- Data section:
'''

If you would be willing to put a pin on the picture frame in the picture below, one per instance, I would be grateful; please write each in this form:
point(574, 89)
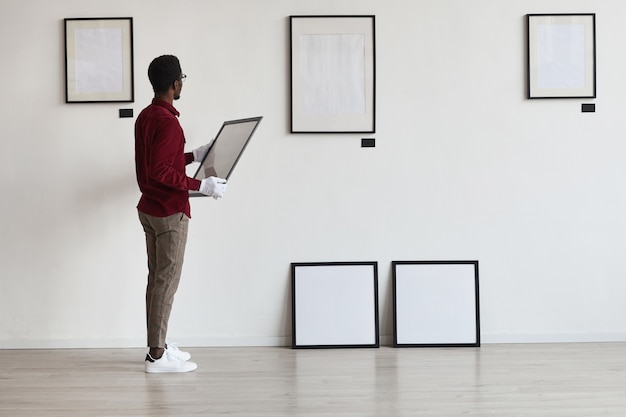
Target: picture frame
point(333, 74)
point(226, 150)
point(99, 60)
point(561, 55)
point(334, 305)
point(435, 304)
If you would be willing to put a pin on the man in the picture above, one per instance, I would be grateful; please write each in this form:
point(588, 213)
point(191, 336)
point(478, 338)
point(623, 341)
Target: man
point(164, 209)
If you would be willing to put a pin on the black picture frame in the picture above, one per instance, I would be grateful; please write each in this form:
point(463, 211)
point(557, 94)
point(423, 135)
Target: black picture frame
point(99, 64)
point(328, 97)
point(335, 305)
point(561, 55)
point(436, 304)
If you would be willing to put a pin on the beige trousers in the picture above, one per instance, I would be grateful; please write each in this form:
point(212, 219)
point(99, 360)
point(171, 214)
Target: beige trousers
point(166, 238)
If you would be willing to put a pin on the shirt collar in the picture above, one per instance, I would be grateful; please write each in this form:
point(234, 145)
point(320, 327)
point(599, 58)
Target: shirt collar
point(168, 106)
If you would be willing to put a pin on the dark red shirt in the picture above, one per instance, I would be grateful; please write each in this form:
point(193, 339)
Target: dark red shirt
point(160, 161)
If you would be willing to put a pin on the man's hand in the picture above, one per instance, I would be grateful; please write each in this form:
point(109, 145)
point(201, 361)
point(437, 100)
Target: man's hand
point(213, 187)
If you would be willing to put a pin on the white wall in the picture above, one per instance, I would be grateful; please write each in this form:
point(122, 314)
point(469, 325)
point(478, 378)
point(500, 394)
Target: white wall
point(464, 168)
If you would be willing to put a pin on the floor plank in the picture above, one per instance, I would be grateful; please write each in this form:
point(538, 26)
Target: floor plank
point(560, 380)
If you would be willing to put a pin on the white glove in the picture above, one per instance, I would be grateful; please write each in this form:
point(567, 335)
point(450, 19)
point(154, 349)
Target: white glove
point(213, 187)
point(200, 153)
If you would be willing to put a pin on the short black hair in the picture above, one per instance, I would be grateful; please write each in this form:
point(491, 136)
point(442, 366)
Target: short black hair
point(163, 71)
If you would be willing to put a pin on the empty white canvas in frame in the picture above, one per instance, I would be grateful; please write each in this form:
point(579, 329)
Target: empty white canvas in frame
point(335, 304)
point(226, 150)
point(436, 303)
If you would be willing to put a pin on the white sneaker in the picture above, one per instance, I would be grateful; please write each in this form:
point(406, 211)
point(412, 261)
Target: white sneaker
point(168, 363)
point(177, 353)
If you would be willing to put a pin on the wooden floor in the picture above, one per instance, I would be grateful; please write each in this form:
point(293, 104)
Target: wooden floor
point(559, 380)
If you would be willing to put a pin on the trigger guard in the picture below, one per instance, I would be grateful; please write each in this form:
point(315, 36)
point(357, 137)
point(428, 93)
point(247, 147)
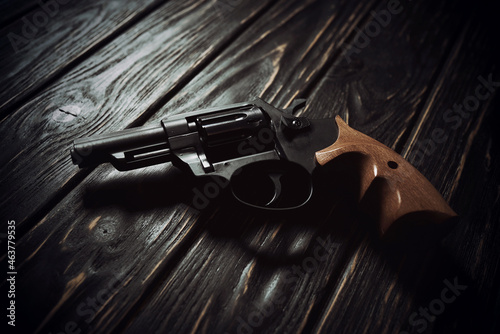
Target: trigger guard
point(277, 188)
point(291, 184)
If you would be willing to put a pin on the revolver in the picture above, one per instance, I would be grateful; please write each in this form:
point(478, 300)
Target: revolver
point(267, 156)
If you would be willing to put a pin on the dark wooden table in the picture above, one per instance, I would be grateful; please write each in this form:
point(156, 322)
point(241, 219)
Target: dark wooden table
point(97, 250)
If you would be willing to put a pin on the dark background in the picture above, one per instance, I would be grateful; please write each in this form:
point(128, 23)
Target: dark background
point(103, 251)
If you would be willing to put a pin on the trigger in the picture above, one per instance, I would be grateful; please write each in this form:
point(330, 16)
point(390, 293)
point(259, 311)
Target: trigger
point(277, 187)
point(296, 105)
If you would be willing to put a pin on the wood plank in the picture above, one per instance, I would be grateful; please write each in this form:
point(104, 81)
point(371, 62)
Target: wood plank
point(36, 54)
point(397, 285)
point(11, 10)
point(95, 236)
point(228, 276)
point(124, 81)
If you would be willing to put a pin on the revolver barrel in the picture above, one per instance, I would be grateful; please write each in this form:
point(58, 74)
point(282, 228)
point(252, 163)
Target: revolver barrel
point(126, 149)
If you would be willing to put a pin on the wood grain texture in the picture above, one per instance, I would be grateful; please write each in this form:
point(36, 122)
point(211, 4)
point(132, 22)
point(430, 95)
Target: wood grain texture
point(10, 10)
point(33, 54)
point(223, 298)
point(401, 191)
point(127, 252)
point(121, 83)
point(397, 286)
point(38, 245)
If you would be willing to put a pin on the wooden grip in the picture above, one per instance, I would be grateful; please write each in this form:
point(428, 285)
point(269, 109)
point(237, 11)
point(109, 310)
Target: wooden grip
point(401, 190)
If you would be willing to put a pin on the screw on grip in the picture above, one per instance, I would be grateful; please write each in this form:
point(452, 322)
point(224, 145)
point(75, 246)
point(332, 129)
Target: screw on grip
point(402, 192)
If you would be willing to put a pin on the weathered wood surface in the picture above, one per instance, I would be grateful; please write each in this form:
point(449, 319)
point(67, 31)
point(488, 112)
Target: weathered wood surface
point(128, 252)
point(38, 47)
point(175, 45)
point(140, 280)
point(11, 10)
point(224, 298)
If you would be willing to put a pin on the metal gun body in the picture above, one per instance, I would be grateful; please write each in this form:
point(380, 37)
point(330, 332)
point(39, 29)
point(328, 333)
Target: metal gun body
point(222, 142)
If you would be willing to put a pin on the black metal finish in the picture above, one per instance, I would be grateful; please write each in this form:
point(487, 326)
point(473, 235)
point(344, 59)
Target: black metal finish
point(273, 149)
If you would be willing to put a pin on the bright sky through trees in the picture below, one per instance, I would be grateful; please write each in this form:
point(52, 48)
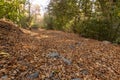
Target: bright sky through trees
point(43, 4)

'''

- Instructions for the task: Copy the stretch from the line containing "the trigger in" through the line containing "point(401, 190)", swapping "revolver barrel" for "gun barrel" and keeping every other word the same.

- Solution for this problem:
If you would be willing to put a pin on the trigger in the picture above, one per instance, I would be grateful; please write each in this form:
point(330, 16)
point(390, 293)
point(259, 311)
Target: trigger
point(277, 187)
point(296, 105)
If you would be willing to put a pin on the wood plank in the picture above, one per instance, I would be grateful; please write each in this form:
point(104, 81)
point(371, 62)
Target: wood plank
point(36, 54)
point(397, 285)
point(11, 10)
point(95, 236)
point(228, 276)
point(124, 81)
If you would be willing to put a pin on the gun barrel in the picture above, one per instance, I would be grateful; please write each in this form:
point(58, 74)
point(282, 228)
point(252, 163)
Target: gun barrel
point(126, 149)
If you would be willing to put a pin on the wood grain texture in the picture above, one per instance, I would be grateful; please write each in this form:
point(36, 122)
point(211, 4)
point(132, 22)
point(430, 95)
Target: wood grain texture
point(10, 10)
point(33, 54)
point(223, 298)
point(401, 191)
point(127, 252)
point(121, 83)
point(397, 286)
point(38, 245)
If you would be willing to put a pin on the wooden grip in the picture above, one per instance, I would be grateful; please write each in this form:
point(428, 285)
point(269, 109)
point(237, 11)
point(109, 310)
Target: wooden grip
point(401, 190)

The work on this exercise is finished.